(REQUIRED TASK) Format the lines below as a single numbered list, omitting every blank line.

(Stored items)
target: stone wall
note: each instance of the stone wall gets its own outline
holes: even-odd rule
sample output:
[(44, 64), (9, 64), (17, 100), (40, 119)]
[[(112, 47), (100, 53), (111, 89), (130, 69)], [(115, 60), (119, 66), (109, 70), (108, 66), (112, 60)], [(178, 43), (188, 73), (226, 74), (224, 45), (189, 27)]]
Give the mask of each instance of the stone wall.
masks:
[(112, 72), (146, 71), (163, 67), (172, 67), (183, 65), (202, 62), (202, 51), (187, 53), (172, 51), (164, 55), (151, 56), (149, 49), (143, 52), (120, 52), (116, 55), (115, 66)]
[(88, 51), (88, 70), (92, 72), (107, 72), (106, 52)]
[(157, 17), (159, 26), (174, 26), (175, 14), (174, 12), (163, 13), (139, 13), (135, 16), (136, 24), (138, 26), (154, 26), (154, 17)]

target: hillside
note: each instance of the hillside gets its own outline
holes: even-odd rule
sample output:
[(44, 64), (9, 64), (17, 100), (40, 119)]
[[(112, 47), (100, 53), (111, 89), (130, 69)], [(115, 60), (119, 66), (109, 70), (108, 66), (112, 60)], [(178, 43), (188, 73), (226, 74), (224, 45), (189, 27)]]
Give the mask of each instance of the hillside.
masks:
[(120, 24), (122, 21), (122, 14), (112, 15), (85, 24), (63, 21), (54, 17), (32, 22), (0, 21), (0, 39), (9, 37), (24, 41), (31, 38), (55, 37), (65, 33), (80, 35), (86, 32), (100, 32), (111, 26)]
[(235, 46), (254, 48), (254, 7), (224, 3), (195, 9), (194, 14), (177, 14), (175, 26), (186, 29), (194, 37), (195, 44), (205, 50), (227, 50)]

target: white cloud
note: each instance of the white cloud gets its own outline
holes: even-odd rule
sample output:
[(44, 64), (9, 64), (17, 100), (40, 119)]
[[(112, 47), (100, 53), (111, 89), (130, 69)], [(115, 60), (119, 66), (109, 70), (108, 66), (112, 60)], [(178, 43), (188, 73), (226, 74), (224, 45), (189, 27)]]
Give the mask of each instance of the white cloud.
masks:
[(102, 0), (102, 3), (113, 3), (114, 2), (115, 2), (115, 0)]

(WRITTEN ANSWER)
1. target: stone wall
2. note: each instance of the stone wall gets its own outline
3. holes: even-odd rule
4. sample output:
5. [(44, 64), (9, 64), (17, 100), (40, 119)]
6. [[(112, 47), (100, 53), (111, 89), (130, 69)], [(115, 60), (119, 66), (109, 70), (108, 66), (112, 60)], [(178, 43), (188, 73), (226, 74), (224, 45), (189, 27)]]
7. Give the mask of each instance of the stone wall.
8. masks:
9. [(112, 72), (146, 71), (163, 67), (172, 67), (183, 65), (202, 62), (202, 51), (187, 53), (172, 51), (164, 55), (151, 56), (149, 49), (143, 52), (120, 52), (116, 55), (115, 66)]
10. [(88, 51), (88, 70), (92, 72), (107, 72), (106, 52)]
11. [(157, 17), (159, 26), (174, 26), (175, 14), (174, 12), (163, 13), (139, 13), (135, 16), (136, 24), (138, 26), (154, 26), (154, 17)]
12. target: hillside
13. note: each instance of the hillside gets its own outline
14. holes: even-odd rule
15. sample output:
16. [(44, 64), (9, 64), (17, 100), (40, 119)]
17. [[(112, 47), (100, 53), (111, 89), (130, 69)], [(115, 60), (119, 66), (109, 70), (108, 66), (112, 60)], [(178, 43), (188, 73), (226, 74), (224, 45), (189, 27)]]
18. Give the mask of each instance of the hillside.
19. masks:
20. [(120, 24), (122, 21), (122, 14), (112, 15), (85, 24), (63, 21), (54, 17), (32, 22), (0, 21), (0, 39), (9, 37), (24, 41), (31, 38), (55, 37), (65, 33), (80, 35), (86, 32), (100, 32), (111, 26)]
21. [(235, 46), (254, 48), (254, 7), (224, 3), (195, 9), (194, 14), (177, 14), (175, 26), (186, 29), (194, 37), (195, 44), (205, 50), (227, 50)]
22. target: white cloud
23. note: each instance of the white cloud gets its own outline
24. holes: even-odd rule
25. sample output:
26. [(44, 64), (9, 64), (17, 100), (40, 119)]
27. [[(112, 47), (100, 53), (111, 89), (130, 69)], [(115, 60), (119, 66), (109, 70), (108, 66), (112, 60)], [(178, 43), (188, 73), (226, 74), (224, 45), (189, 27)]]
28. Give the mask of each instance of the white cloud.
29. masks:
30. [(102, 0), (102, 3), (113, 3), (114, 2), (115, 2), (115, 0)]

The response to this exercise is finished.